▸ Problem statement:
Each entry must be given again exactly; images do not belong in the copy.

───── Source records ─────

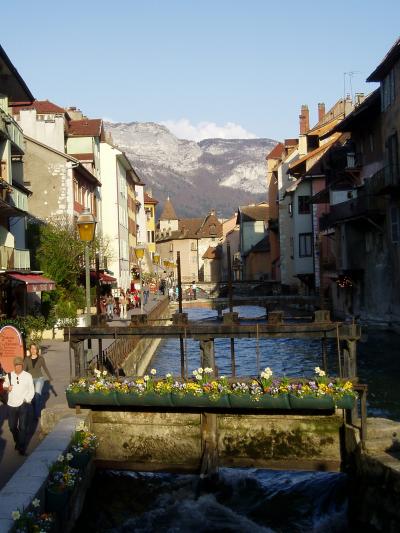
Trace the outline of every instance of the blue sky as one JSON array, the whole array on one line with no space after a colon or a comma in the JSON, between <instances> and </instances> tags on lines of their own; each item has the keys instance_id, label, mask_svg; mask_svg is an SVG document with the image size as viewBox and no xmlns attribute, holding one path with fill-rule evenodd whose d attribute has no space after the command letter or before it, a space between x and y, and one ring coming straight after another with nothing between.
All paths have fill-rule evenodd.
<instances>
[{"instance_id":1,"label":"blue sky","mask_svg":"<svg viewBox=\"0 0 400 533\"><path fill-rule=\"evenodd\" d=\"M354 92L400 34L398 0L20 0L1 44L34 96L180 136L280 139ZM5 21L8 21L5 23ZM346 91L350 92L347 75Z\"/></svg>"}]
</instances>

─────

▸ Task solution:
Trace the outline of every instance of the blue sky as one JSON array, the whole array on one line with no space after a colon or a comma in the JSON, between <instances> and </instances> tags on lines of their own; each item has the keys instance_id, label, mask_svg; mask_svg is an SVG document with the image size as viewBox and no xmlns attribute, holding one path with fill-rule evenodd whose d attribute has no space after the command letter or before it, a space between x and y, and one ring coming straight after another with nothing between.
All paths have fill-rule evenodd.
<instances>
[{"instance_id":1,"label":"blue sky","mask_svg":"<svg viewBox=\"0 0 400 533\"><path fill-rule=\"evenodd\" d=\"M354 92L400 34L398 0L20 0L1 44L34 96L180 136L280 139ZM5 21L8 21L5 23ZM346 91L350 92L347 75Z\"/></svg>"}]
</instances>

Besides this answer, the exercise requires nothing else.